● Your instructions:
Write out the part of the material below that opens with the line containing "of the boulder" and closes with the line containing "<point>103,448</point>", both lines included. Copy each line exactly and give nothing else.

---- The data

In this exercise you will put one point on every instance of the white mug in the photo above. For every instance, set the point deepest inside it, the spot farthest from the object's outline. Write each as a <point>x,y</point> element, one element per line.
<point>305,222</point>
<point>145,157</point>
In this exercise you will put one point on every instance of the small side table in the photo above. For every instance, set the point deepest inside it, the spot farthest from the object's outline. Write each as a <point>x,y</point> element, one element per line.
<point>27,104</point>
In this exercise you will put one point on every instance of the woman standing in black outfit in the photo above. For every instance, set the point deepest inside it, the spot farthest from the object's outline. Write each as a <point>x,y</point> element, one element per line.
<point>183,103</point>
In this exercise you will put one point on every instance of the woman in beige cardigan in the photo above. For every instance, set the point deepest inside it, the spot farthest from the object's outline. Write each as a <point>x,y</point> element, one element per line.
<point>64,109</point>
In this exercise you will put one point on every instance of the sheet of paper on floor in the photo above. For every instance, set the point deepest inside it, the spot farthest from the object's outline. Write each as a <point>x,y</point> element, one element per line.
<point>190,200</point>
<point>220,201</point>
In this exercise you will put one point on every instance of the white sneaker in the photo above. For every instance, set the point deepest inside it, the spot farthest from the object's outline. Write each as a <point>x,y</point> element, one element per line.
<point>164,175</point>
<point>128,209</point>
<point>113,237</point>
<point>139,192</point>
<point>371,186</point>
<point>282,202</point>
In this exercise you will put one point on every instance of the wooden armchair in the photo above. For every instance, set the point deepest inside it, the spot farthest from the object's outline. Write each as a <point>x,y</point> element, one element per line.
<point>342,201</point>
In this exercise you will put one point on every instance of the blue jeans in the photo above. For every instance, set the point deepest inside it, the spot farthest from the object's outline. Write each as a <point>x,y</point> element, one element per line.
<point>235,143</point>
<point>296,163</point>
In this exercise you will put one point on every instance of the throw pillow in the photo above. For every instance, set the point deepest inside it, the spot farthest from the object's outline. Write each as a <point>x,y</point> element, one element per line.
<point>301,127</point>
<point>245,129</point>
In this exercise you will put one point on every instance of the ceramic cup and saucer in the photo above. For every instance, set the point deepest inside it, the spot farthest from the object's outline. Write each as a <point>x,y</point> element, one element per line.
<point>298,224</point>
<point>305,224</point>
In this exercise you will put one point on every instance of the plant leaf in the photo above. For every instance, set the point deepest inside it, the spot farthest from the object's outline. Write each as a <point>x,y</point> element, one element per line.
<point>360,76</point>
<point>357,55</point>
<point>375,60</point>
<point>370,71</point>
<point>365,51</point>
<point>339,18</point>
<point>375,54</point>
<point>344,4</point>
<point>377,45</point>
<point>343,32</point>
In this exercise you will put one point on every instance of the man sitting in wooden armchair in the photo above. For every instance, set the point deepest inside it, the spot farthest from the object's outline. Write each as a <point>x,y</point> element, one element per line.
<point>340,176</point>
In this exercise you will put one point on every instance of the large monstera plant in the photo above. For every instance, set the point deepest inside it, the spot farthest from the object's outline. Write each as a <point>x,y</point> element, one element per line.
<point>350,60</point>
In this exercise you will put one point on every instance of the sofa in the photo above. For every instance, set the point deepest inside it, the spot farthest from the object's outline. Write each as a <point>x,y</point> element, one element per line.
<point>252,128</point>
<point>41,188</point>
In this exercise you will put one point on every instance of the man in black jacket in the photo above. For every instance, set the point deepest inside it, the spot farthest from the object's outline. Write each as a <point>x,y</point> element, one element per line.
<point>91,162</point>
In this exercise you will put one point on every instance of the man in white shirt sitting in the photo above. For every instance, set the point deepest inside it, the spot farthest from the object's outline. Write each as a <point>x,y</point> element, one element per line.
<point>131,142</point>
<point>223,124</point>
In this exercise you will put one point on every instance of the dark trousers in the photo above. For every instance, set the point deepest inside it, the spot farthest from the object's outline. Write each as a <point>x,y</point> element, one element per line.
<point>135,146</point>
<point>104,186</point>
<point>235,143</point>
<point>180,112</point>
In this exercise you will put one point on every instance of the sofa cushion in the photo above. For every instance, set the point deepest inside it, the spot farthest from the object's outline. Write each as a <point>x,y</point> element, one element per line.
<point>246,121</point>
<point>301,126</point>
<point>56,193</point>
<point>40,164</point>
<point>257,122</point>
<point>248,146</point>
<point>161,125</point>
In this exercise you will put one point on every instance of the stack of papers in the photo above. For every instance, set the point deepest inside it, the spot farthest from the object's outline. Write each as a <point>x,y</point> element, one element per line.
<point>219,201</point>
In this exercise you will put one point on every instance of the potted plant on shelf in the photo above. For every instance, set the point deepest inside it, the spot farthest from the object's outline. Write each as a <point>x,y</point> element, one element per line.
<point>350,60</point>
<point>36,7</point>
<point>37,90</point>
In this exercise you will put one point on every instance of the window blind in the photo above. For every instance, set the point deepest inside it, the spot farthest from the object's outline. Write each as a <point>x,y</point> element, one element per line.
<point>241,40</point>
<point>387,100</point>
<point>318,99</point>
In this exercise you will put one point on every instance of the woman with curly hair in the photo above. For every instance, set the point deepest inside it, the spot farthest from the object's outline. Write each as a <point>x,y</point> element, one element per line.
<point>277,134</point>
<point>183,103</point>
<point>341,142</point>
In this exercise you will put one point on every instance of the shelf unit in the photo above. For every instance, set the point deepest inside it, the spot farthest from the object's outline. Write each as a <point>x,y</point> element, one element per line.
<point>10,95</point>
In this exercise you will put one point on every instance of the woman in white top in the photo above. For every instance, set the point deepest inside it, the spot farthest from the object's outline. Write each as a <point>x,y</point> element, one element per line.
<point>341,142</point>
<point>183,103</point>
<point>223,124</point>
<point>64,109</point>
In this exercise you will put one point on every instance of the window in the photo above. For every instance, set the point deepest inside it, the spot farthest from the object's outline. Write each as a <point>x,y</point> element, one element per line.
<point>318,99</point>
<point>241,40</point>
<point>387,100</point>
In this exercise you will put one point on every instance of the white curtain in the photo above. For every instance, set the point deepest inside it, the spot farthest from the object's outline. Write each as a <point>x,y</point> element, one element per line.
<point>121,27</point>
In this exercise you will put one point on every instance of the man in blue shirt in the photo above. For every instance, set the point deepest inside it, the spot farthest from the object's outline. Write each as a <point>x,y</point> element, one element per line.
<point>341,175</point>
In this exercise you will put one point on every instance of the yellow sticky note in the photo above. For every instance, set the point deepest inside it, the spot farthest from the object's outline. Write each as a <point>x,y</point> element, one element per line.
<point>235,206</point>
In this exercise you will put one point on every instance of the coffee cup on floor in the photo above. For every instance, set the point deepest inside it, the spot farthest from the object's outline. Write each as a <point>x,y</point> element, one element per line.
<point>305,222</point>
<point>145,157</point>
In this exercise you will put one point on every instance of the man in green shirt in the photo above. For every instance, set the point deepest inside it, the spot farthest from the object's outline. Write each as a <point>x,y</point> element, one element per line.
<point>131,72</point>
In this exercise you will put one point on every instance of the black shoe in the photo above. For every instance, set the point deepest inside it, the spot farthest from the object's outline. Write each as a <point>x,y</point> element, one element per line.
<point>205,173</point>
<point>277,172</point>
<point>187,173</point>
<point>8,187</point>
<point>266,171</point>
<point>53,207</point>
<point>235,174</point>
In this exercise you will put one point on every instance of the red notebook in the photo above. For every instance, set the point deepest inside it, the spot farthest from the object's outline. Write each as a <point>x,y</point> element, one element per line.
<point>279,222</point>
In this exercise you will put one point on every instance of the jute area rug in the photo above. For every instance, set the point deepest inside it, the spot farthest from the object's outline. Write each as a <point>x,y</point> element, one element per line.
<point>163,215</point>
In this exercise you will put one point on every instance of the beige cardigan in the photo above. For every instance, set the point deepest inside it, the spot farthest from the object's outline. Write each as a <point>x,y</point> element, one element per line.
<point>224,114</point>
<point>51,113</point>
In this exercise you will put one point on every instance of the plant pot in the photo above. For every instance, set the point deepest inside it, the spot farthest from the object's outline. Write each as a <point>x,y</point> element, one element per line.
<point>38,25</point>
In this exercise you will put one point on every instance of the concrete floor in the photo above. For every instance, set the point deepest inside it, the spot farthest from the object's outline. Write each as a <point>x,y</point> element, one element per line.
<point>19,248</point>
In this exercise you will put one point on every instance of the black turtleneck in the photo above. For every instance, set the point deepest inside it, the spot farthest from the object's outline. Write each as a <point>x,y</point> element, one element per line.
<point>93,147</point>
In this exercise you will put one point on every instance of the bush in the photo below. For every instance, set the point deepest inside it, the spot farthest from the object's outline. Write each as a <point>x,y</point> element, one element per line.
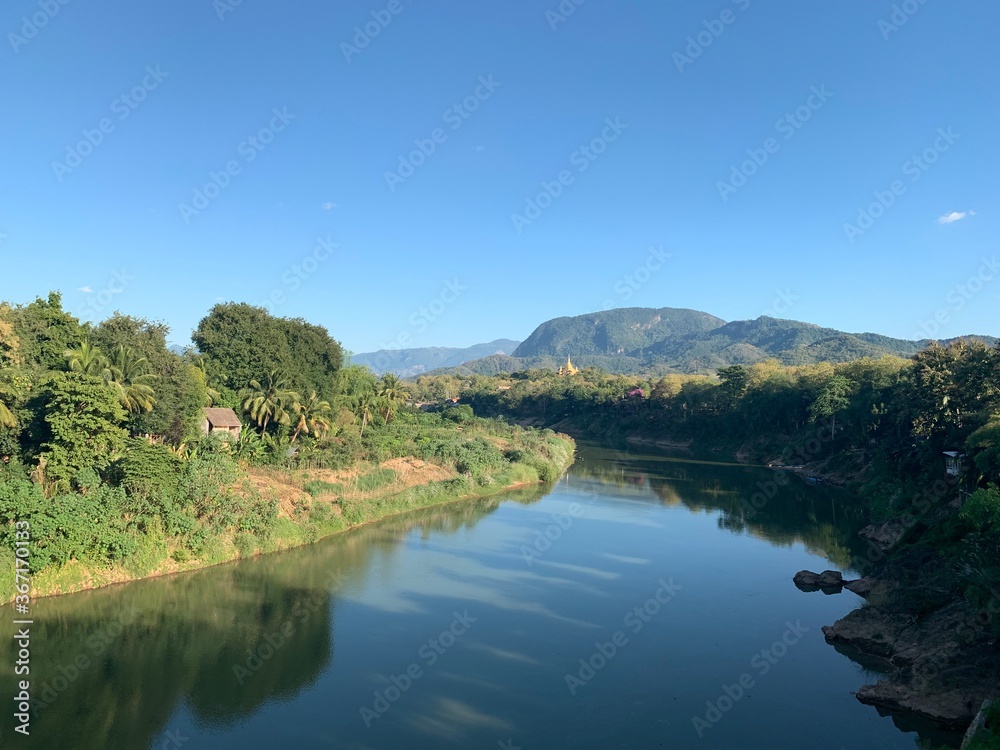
<point>376,480</point>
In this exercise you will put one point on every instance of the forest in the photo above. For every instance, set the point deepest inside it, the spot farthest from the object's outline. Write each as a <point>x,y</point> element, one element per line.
<point>104,449</point>
<point>881,427</point>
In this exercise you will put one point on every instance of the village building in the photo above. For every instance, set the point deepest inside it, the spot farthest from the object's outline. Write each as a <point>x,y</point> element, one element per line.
<point>223,421</point>
<point>568,369</point>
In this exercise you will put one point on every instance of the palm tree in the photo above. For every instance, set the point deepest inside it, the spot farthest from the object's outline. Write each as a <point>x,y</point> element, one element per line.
<point>313,416</point>
<point>198,371</point>
<point>128,374</point>
<point>365,406</point>
<point>7,418</point>
<point>269,400</point>
<point>86,359</point>
<point>392,394</point>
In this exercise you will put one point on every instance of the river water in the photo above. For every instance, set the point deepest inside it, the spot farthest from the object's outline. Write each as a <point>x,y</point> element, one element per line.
<point>639,603</point>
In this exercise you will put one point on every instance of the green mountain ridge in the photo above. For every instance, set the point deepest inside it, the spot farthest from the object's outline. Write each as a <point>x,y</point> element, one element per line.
<point>662,340</point>
<point>408,363</point>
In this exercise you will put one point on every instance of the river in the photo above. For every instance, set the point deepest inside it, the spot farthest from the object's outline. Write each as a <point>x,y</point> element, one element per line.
<point>641,602</point>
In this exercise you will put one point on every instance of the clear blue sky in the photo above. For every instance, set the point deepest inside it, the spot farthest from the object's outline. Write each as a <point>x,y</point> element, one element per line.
<point>321,171</point>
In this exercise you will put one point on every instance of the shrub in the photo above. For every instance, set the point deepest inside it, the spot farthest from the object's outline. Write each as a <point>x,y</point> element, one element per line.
<point>376,479</point>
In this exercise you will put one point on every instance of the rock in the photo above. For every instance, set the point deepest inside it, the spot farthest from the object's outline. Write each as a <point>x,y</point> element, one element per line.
<point>953,708</point>
<point>829,579</point>
<point>870,630</point>
<point>806,578</point>
<point>862,587</point>
<point>942,665</point>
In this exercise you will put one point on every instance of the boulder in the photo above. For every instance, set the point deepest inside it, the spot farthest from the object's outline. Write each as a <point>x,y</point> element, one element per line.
<point>806,578</point>
<point>829,579</point>
<point>863,587</point>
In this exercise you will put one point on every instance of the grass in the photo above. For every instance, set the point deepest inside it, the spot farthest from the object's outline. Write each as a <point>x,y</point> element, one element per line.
<point>543,456</point>
<point>376,480</point>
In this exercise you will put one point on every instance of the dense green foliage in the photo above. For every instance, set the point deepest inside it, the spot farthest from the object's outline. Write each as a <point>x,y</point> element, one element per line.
<point>880,425</point>
<point>660,341</point>
<point>103,448</point>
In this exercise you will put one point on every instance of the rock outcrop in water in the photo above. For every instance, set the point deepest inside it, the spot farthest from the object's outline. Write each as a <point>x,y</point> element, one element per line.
<point>941,666</point>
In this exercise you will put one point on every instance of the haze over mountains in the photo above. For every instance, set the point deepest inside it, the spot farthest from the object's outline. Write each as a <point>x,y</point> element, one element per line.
<point>411,362</point>
<point>642,339</point>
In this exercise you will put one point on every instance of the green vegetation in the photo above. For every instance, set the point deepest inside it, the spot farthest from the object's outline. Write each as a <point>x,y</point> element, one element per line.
<point>641,340</point>
<point>880,426</point>
<point>103,451</point>
<point>988,738</point>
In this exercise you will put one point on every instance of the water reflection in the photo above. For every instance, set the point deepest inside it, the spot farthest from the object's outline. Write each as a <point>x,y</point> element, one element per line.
<point>283,649</point>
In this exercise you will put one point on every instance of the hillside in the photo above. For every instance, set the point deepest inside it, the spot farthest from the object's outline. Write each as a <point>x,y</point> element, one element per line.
<point>662,340</point>
<point>408,363</point>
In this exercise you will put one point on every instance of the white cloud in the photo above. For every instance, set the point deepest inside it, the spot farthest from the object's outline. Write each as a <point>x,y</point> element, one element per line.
<point>955,216</point>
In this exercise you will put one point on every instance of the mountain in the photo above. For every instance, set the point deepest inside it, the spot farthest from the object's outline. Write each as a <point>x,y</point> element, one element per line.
<point>661,340</point>
<point>614,332</point>
<point>409,363</point>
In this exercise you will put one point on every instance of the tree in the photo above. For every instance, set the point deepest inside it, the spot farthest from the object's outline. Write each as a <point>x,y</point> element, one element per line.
<point>241,343</point>
<point>391,392</point>
<point>313,416</point>
<point>85,426</point>
<point>734,383</point>
<point>270,399</point>
<point>365,407</point>
<point>833,397</point>
<point>10,355</point>
<point>86,359</point>
<point>44,332</point>
<point>7,418</point>
<point>128,375</point>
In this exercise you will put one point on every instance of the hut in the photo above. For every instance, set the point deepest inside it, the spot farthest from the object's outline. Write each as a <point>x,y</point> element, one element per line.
<point>221,420</point>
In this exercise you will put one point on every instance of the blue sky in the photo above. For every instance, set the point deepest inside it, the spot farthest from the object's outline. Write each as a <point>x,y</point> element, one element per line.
<point>661,129</point>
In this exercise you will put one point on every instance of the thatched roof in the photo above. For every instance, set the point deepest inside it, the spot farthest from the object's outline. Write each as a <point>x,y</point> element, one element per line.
<point>222,417</point>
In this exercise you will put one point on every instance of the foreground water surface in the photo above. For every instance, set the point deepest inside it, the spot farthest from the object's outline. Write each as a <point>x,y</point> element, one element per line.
<point>639,603</point>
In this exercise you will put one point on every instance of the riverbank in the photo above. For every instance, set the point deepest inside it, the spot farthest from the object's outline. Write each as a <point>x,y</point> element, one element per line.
<point>935,650</point>
<point>311,505</point>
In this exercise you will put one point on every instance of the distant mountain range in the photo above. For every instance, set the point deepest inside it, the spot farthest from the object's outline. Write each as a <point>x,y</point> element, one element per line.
<point>408,363</point>
<point>661,340</point>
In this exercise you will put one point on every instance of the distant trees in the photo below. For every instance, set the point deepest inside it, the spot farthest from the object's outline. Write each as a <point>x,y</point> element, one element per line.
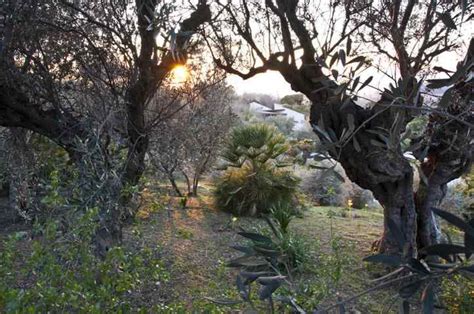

--------

● Reply to the exercise:
In this exercise you will put one point on every instance of the boulder in the photo above. For every instance, set the point deepest inside it, the spot farthest from the object's outline. Write each as a <point>x,y</point> element, one element per line.
<point>806,578</point>
<point>829,579</point>
<point>863,587</point>
In this exercise you will put one point on every instance of the grass in the photo above. For every instance, set the point deepest inside it, the spot farthest from the object's outline. Write each as a <point>x,y</point> element, one element per line.
<point>543,456</point>
<point>376,480</point>
In this exercise you will put one point on every instance of the dense green foliage in the photo above. For every instance, set the point deepest inside it, the spot farthest from the object's outline. Write each as a <point>x,y</point> element, one element per line.
<point>880,425</point>
<point>660,341</point>
<point>103,448</point>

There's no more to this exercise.